Exercise goal: Reproduce each of the records below word for word.

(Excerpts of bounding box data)
● ● ● ●
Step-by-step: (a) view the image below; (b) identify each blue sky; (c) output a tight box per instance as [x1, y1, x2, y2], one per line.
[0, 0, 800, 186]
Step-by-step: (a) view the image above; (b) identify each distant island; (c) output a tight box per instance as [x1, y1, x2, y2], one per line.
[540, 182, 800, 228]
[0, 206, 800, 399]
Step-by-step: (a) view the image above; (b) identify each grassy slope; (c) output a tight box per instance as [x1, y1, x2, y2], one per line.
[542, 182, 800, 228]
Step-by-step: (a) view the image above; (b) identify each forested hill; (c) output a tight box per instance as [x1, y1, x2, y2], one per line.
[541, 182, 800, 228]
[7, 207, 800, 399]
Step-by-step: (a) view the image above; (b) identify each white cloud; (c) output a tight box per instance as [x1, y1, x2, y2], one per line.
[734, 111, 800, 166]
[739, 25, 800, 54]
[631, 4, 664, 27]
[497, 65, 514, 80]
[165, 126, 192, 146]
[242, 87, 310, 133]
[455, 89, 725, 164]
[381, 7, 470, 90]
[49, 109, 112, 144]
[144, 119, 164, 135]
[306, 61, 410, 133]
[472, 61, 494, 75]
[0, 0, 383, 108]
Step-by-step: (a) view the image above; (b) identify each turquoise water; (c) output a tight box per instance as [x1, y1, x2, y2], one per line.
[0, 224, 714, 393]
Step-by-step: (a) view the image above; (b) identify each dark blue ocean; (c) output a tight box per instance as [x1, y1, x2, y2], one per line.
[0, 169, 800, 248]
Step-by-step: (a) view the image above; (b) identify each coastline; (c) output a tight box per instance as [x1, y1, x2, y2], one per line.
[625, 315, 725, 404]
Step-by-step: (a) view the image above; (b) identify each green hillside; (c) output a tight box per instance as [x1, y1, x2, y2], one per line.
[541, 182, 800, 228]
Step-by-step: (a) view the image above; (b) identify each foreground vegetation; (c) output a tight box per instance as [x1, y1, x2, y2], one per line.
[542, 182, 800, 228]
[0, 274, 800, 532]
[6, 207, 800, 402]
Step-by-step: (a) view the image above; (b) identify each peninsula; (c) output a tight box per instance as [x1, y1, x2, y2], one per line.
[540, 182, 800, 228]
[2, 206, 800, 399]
● ● ● ●
Completed exercise:
Step-by-step: (a) view the image below; (b) identify each blue sky; (c) output a tight box per instance as [x1, y1, x2, y2], one per line.
[0, 0, 800, 186]
Step-by-step: (a) view the image above; (b) identify each distant island; (c) output a tight box per instance as [x1, y1, x2, y2], one per line.
[540, 182, 800, 228]
[0, 206, 800, 399]
Step-by-step: (a) view the image above; (b) identify each grassy slope; (c) output a tight box per instance as [x1, y1, x2, y2], one per line.
[542, 182, 800, 228]
Step-by-step: (a) view the image above; (b) identify each forested hill; (c) output a tight box per instance as [x1, y1, x2, y2], one per line.
[541, 182, 800, 228]
[7, 207, 800, 399]
Step-by-step: (a) view the image above; (b) identify each white cloud; (c) output a tight box per instance as [x1, y1, x2, y2], one per line.
[734, 111, 800, 166]
[739, 25, 800, 54]
[631, 4, 664, 27]
[497, 65, 514, 80]
[165, 126, 192, 146]
[242, 87, 310, 133]
[455, 89, 725, 164]
[381, 7, 470, 90]
[49, 109, 112, 144]
[144, 119, 164, 135]
[306, 61, 410, 133]
[472, 61, 494, 75]
[0, 0, 383, 108]
Step-by-step: (a) view the image above; (b) identify each turquoise water; (c) output a tight box per instance as [x1, y1, x2, y2], one per line.
[0, 224, 714, 393]
Step-by-step: (a) view the image above; (b) identify each dark blue ocean; (c) output a tight box per instance as [x1, y1, x2, y2], one per line.
[0, 169, 800, 248]
Step-by-step: (a) view the image above; (b) identify each coastline; (c) output a tight box per instance as [x1, y1, x2, y2], one per line.
[625, 315, 725, 404]
Step-by-step: (a) view the image above; (b) identify each green hillside; (c) output a tight box per instance as [x1, y1, x2, y2], one per line.
[541, 182, 800, 228]
Step-by-step: (a) view the image above; (b) identify each foreground vegetation; (c) output a tight box per instance as [x1, y1, x2, y2], one per line.
[542, 182, 800, 228]
[0, 274, 800, 532]
[6, 207, 800, 402]
Step-by-step: (a) view the image above; (b) identify each peninsula; (c) output a tight box per instance as [x1, y1, x2, y2], one per line.
[540, 182, 800, 228]
[2, 206, 800, 399]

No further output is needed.